▶ **SECÇÃO DE TEXTO**:

"""

17.º Na medida em que está em causa matéria fiscal, que é da competência da Assembleia da República, o referido Decreto-Lei n.º 422/89, é organicamente inconstitucional e, portanto, ao invés do decidido pela douta sentença recorrida, ilegais as liquidações de Imposto do Jogo e, deste modo, ilegal a contrapartida, na parte em que ela é constituída por tal imposto; 18.º Por outro lado, sendo, como é, a "contrapartida anual" um imposto, a sua exigência/liquidação é inconstitucional por violação dos princípios da capacidade contributiva e da tributação do rendimento real; 19.º Na verdade, a "contrapartida anual" incide sobre as receitas brutas obtidas pela recorrente e o valor de tal contrapartida nunca pode ser inferior a um mínimo estabelecido na lei; 20.º O que quer dizer, portanto, que a recorrente é tributada de forma completamente desligada do seu rendimento real/efectivo, podendo ocorrer, até, uma relação inversamente proporcional entre as receitas que obtém e o tributo que é forçado a suportar; 21.º No limite, com a consagração de uma "contrapartida mínima" poderia a recorrente não ter qualquer receitas e, não obstante, está obrigada a pagar a contrapartida; 22.º Aliás, o próprio imposto de jogo que, conforme referido, "integra" a contrapartida anual, é também inconstitucional por violação desses princípios da capacidade contributiva e da tributação pelo rendimento real; 23.º É que, como decorre do artigo 85.º da Lei do Jogo (Decreto-Lei n.º 422/89), a tributação sobre os chamados "jogos bancados" incide sobre a receita bruta, afastando-se, assim, do lucro real e efectivo; 24.º E, quanto à tributação sobre as máquinas automáticas, ela incide sobre um "capital" fixado administrativamente pelo Turismo de Portugal, IP, havendo, deste modo, uma tributação sobre meras presunções de rendimento; 25.º Por estas razões há, repete-se, uma violação do princípio da capacidade contributiva, que decorre dos artigos 103.º, n.º 1 e 104.º, n.º 1 da Constituição da República, além de decorrer, também, do princípio da igualdade (art.º 13.º, da Constituição), bem como há violação do princípio da tributação pelo lucro real consagrado no artigo 104.º, n.º 2 da Constituição.

"""

▶ **INSTRUÇÕES E REQUISITOS**: Indique se cada uma das afirmações seguintes está de acordo com o texto sobre a contrapartida anual, respondendo sim ou não e citando textualmente as palavras do texto que o determinam. (a) A contrapartida anual incide sobre as receitas brutas obtidas pela recorrente. (b) A tributação sobre as máquinas automáticas incide sobre o lucro real da recorrente. (c) O princípio da tributação pelo lucro real está consagrado no artigo 13.º da Constituição.

▶ **LISTAGEM DE DADOS**:
"""

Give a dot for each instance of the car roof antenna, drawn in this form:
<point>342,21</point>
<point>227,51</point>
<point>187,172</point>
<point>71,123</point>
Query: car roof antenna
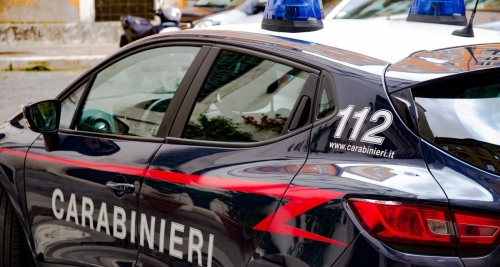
<point>467,31</point>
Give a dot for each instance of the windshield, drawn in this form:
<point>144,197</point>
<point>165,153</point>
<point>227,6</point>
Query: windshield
<point>362,9</point>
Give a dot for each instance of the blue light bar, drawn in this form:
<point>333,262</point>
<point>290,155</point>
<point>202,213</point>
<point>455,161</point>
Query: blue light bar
<point>292,16</point>
<point>438,11</point>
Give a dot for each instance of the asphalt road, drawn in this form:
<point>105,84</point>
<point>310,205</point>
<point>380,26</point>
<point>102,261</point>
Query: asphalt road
<point>19,87</point>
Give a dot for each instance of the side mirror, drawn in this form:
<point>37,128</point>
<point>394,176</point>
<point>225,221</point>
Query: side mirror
<point>43,117</point>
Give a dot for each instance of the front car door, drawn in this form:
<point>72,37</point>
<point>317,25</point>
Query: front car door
<point>238,140</point>
<point>82,197</point>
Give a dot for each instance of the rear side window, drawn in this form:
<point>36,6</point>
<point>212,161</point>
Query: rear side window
<point>245,99</point>
<point>326,101</point>
<point>462,116</point>
<point>131,96</point>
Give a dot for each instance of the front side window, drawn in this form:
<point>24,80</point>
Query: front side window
<point>465,113</point>
<point>245,99</point>
<point>131,96</point>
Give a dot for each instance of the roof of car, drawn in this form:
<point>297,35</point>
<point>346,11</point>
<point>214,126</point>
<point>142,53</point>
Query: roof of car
<point>390,41</point>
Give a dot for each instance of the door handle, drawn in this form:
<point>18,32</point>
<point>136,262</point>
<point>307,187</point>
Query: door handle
<point>121,187</point>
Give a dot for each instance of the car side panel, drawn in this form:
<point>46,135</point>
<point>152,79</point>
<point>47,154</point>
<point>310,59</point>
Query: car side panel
<point>228,194</point>
<point>75,218</point>
<point>340,168</point>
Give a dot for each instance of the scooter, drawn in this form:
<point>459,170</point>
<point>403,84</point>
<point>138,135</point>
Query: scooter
<point>136,28</point>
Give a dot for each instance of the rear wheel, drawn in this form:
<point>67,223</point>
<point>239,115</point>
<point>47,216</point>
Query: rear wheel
<point>10,233</point>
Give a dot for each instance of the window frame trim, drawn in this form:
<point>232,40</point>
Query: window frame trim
<point>188,104</point>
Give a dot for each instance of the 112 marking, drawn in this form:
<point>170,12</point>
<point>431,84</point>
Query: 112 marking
<point>360,116</point>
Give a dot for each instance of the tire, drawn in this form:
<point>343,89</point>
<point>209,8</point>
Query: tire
<point>10,233</point>
<point>123,40</point>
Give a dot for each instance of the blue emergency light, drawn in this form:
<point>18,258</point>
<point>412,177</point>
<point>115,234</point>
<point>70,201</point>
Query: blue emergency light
<point>438,11</point>
<point>292,16</point>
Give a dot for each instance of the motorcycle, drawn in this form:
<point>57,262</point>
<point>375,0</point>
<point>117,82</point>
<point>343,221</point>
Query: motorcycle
<point>137,27</point>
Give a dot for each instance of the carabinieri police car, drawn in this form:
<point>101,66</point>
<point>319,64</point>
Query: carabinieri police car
<point>350,143</point>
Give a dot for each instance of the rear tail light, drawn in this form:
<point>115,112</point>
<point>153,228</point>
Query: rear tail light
<point>400,222</point>
<point>476,231</point>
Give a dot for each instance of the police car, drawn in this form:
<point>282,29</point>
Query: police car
<point>351,143</point>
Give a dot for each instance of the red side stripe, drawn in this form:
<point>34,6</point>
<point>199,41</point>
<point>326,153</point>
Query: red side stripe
<point>301,198</point>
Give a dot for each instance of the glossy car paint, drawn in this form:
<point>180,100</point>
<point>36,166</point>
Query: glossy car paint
<point>81,166</point>
<point>251,199</point>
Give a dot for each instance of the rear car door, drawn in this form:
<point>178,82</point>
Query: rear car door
<point>82,196</point>
<point>240,137</point>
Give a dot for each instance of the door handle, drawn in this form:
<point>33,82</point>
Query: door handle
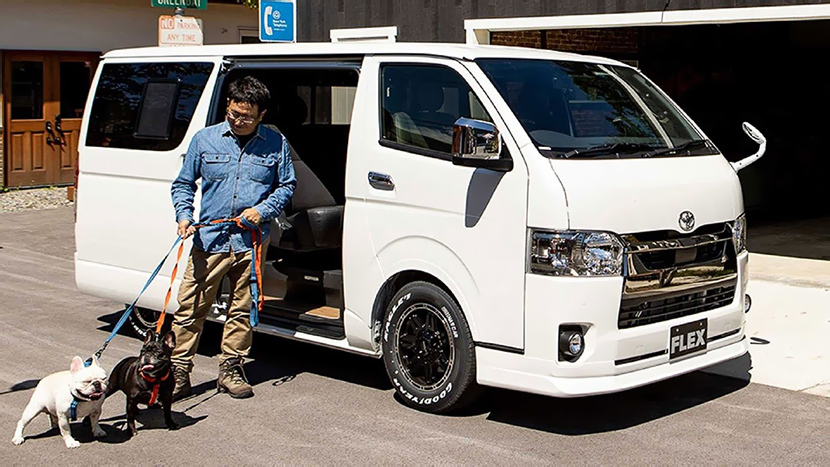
<point>381,181</point>
<point>61,136</point>
<point>51,138</point>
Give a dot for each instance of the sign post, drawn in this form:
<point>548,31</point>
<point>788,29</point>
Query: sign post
<point>180,31</point>
<point>278,21</point>
<point>192,4</point>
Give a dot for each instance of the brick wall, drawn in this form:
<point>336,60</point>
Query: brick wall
<point>517,38</point>
<point>609,42</point>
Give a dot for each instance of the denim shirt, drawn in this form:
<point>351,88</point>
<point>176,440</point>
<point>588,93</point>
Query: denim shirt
<point>259,175</point>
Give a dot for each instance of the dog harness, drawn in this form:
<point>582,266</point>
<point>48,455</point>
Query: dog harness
<point>73,407</point>
<point>156,384</point>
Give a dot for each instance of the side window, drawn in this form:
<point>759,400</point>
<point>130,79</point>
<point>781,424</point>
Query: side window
<point>145,105</point>
<point>420,104</point>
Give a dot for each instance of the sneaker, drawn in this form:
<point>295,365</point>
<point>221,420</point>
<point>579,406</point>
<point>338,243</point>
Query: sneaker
<point>232,379</point>
<point>182,378</point>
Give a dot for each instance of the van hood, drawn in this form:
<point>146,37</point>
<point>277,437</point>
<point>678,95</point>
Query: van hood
<point>638,195</point>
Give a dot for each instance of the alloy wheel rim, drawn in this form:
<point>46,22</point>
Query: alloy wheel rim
<point>423,347</point>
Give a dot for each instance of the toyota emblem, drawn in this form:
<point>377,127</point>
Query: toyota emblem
<point>686,221</point>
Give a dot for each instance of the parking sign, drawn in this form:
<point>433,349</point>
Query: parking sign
<point>277,21</point>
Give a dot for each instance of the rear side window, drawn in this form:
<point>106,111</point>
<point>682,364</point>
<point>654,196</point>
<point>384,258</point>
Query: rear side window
<point>420,104</point>
<point>145,105</point>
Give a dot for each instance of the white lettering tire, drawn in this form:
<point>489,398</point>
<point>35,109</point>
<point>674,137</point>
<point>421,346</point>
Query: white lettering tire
<point>428,350</point>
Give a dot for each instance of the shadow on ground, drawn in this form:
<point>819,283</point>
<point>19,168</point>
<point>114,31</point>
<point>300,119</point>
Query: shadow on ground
<point>274,359</point>
<point>278,361</point>
<point>611,412</point>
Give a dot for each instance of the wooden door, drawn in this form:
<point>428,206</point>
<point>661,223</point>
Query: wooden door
<point>45,97</point>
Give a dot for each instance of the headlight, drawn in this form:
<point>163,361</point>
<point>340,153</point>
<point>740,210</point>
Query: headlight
<point>739,234</point>
<point>576,253</point>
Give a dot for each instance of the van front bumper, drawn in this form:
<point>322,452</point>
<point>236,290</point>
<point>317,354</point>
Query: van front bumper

"""

▶ **RESULTADO FINAL**:
(a) Sim: «a "contrapartida anual" incide sobre as receitas brutas obtidas pela recorrente».
(b) Não: «ela incide sobre um "capital" fixado administrativamente pelo Turismo de Portugal, IP».
(c) Não: «princípio da tributação pelo lucro real consagrado no artigo 104.º, n.º 2 da Constituição».